* Input material *
----------

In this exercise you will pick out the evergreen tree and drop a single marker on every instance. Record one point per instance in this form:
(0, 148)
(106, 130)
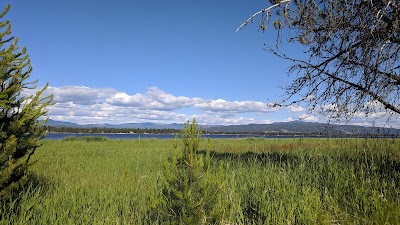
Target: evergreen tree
(20, 129)
(189, 193)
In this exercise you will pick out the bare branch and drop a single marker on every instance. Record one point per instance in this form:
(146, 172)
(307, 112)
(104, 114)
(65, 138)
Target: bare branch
(266, 10)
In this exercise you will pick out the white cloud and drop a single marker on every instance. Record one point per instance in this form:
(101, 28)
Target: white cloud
(296, 109)
(154, 98)
(221, 105)
(308, 118)
(82, 104)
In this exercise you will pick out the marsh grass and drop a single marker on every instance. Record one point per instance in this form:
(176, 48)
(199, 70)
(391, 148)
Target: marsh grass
(265, 181)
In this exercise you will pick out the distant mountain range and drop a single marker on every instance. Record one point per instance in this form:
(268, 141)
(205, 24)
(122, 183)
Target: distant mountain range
(294, 127)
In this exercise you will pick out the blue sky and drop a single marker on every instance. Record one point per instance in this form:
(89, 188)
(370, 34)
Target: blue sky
(154, 61)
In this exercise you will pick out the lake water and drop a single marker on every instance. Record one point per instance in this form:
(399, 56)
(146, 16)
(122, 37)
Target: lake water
(60, 136)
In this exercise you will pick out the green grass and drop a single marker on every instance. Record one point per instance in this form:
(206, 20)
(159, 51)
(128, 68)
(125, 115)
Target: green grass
(264, 181)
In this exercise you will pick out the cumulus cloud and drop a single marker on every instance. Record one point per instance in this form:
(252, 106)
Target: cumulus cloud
(308, 118)
(154, 98)
(221, 105)
(82, 104)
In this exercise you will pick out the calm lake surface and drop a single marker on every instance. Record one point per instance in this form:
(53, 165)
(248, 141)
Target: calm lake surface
(60, 136)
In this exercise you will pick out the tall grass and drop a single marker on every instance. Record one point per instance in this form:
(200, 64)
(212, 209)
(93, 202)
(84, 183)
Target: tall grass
(264, 181)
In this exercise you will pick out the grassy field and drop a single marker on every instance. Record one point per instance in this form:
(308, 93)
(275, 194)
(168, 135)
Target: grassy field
(263, 181)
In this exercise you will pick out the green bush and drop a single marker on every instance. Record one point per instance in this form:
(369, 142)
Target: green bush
(20, 129)
(188, 193)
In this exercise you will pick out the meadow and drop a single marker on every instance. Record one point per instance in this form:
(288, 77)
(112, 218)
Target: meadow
(262, 181)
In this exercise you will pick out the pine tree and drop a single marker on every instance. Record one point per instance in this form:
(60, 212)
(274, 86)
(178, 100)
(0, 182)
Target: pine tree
(189, 193)
(20, 128)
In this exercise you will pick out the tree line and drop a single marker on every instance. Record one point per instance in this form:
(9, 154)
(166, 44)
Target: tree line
(99, 130)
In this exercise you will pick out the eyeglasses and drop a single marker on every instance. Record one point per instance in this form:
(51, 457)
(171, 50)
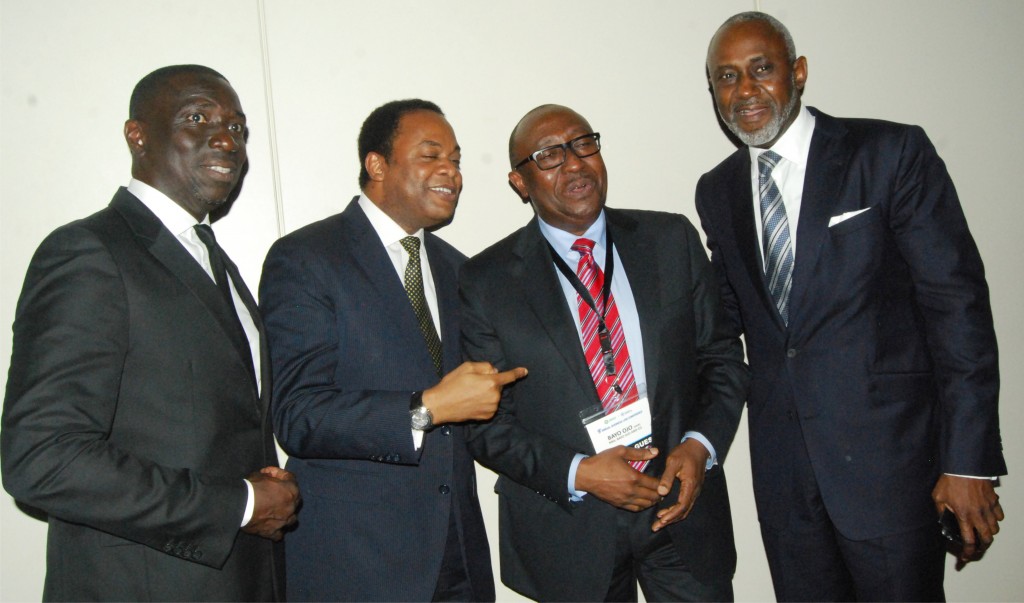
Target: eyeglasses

----------

* Task directions *
Find every line in the records above that contains the word "eyeglasses", and copy each one.

* Exercise response *
In this exercise you will pick out the eyeglasses and drop a single marker on every instance. Record one point per instance in this form:
Target: eyeglasses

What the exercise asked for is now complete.